# [Page excerpt]

On Sat, Jul 4, 2015 at 12:24 PM, John Clark <johnkcl...@gmail.com> wrote:

> On Fri, Jul 3, 2015  Terren Suydam <terren.suy...@gmail.com> wrote:
>
>
>> ​> ​
>> when I implore you to respond to my argument (which by the way uses *no
>> personal pronouns*) about your position you deliberately remove it from
>> your response or assume I'm parroting Bruno, or use some other rhetorical
>> trick that gets you out of answering it.
>>
>
> ​I honestly don't know what you're referring to, ​I've reread a few of
> your most recent posts but I'm still not sure. I must have missed it,
> please repeat the question.
>
>
> ​  John K Clark​
>
>
Let me make my argument as explicit as possible.

   1. You assume computationalism, or the idea that consciousness
   supervenes on the physical brain.
   2. Starting with a Many Worlds thought experiment (such as Schrodinger's
   Cat), there is one conscious subject supervening on one conscious brain
   prior to the duplication.
   3. After the duplication above, there are two physical brains which
   diverge as a consequence of observing the different outcomes of the
   experiment
   4. Therefore there are two consciousnesses, supervening on the two
   physical brains.
   5. You accept the idea that in a Many Worlds experiment like the above,
   the subject is duplicated, and prior to the experiment, the subject can
   sensibly assign probabilities to which outcome will be experienced
   post-duplication.
   6. Moving on to a duplication machine experiment, such as the one
   postulated in Bruno's step 3, there is one conscious subject supervening on
   one conscious brain prior to the duplication (identical to #2 above)
   7. After the duplication above, there are two physical brains which
   diverge as a consequence of observing the different outcomes of the
   experiment (identical to #3 above)

# [Data shown]

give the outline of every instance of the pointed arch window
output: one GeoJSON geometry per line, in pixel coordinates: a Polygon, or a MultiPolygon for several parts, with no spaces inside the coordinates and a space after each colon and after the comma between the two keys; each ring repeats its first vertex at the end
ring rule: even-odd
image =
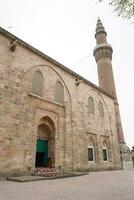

# [Set exercise]
Set down the passage from the email exchange from "6. Moving on" up to and including "to #3 above)". The material has no connection to the email exchange.

# [Solution to the exercise]
6. Moving on to a duplication machine experiment, such as the one
   postulated in Bruno's step 3, there is one conscious subject supervening on
   one conscious brain prior to the duplication (identical to #2 above)
   7. After the duplication above, there are two physical brains which
   diverge as a consequence of observing the different outcomes of the
   experiment (identical to #3 above)